-- EXTRACT follows --

ABC57 Investigates: Grave discoveries
MISHAWAKA, Ind. -- Buying a home is probably the biggest purchase you'll make. There are many things you should ask your agent about - like if the roof is good, whether the foundation is solid and if there's a big back yard. But have you ever asked what happened in the house before making that offer? You probably should.
Just behind the train tracks in Mishawaka is a house with a history.
If the walls could talk they might tell a story of death.
"My mother in law died right by this window where you are sitting with lung cancer back in 84," said homeowner Curtis Wright. "Also the original owner that lived here died in my bedroom."
And an 84 year woman old passed in her sleep.
"My grandmother died in that bedroom over there," said Wright.
Three deaths in his house and now he's experiencing mysterious happenings, footsteps and voices.
"Oh all kinds of weird stuff, like someone's walking around upstairs," said Wright. "This room here is the one where the TV turns on and off. Even if it's not plugged in."
None of it bothers Wright, but he can see how it would bother a future home buyer.
"Some people don't want to live where other people have died in the house," said Wright.
Would you want to know the history of a home before you signed on the dotted line.
Now there's a way to know if your bright real estate deal also holds a dark history.
It's called diedinhouse.com. It's $12 a search.
"Of course you wonder a little bit but I think it is an out of sight out of mind kind of thing," said Trish Gardini.
Gardini can't help but wonder about the past of her future home.
"If someone passed away of old age I think it would be not as big of a deal as murder suicide or a homicide," said Gardini.
At 901 Dayton Street, a man was found murdered and stuffed into a chest.
At 409 E. Woodside Street, a 34-year-old took his own life with a knife in 2008.
"I think it's great to give people knowledge," said realtor Jan Lazzara of Cressy Everett.
Lazzara does her best to keep creeped out clients in the know.
In Indiana, the law is loose and the burden is on the buyer to ask.
"It is not required by law to disclose but I always feel it's better to disclose if we know and as long as we have the seller's permission," said Lazzara.
She says you should ask neighbors, who often know more than most websites.
We asked a neighbor on Dayton Street.
"I would tell them his daughter hung herself and a couple months after that he got murdered," said the neighbor.
In case you're a skeptic, superstitious or just plain spooked out know that homes have a beginning and all homeowners have an ending.
Whether peaceful or tragic the story is no longer buried 6 feet under. It's one click - and $12 away.
When you research an address, the website will tell you any previous residents who have died, their date of death and if it happened at the house.
Then you can take that information and do a quick search to find the nature of the death.
The creator wouldn't give us their exact sources, but said they use a wide range of public and private databases to research addresses.

-- EXTRACT concluded --

Using the news report on deaths in homes, decide whether each statement agrees with it, answering yes or no and quoting the words of the report that settle it. (a) A search on diedinhouse.com costs $12. (b) Indiana law requires that a death in a house be disclosed to buyers. (c) The website's creator revealed the exact sources used to research addresses.

-- PROVIDED DATA follows --

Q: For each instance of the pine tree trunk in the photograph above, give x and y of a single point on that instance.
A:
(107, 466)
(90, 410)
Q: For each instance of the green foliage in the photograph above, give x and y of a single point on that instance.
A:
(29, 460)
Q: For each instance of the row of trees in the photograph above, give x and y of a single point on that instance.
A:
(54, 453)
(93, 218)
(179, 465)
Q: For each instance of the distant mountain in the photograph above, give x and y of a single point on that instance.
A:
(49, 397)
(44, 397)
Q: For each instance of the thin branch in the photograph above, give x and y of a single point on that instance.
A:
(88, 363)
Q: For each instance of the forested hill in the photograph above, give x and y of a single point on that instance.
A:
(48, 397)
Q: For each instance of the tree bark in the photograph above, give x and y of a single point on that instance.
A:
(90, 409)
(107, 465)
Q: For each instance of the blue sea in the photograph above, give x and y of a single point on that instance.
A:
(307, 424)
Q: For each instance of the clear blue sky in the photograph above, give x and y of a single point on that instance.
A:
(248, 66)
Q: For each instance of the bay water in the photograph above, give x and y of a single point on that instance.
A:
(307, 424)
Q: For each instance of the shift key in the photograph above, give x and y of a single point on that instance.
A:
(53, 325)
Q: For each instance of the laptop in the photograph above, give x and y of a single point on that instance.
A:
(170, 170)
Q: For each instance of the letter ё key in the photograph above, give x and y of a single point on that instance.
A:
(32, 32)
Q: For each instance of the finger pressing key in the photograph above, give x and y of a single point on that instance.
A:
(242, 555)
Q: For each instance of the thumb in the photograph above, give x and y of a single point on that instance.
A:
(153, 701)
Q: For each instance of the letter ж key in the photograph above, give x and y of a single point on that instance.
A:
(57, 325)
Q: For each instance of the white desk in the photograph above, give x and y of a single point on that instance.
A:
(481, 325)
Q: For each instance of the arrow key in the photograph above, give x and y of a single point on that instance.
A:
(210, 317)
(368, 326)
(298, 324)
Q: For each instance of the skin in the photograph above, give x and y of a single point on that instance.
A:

-- PROVIDED DATA concluded --

WRITTEN RESPONSE =
(a) Yes: "It's $12 a search."
(b) No: "It is not required by law to disclose"
(c) No: "The creator wouldn't give us their exact sources"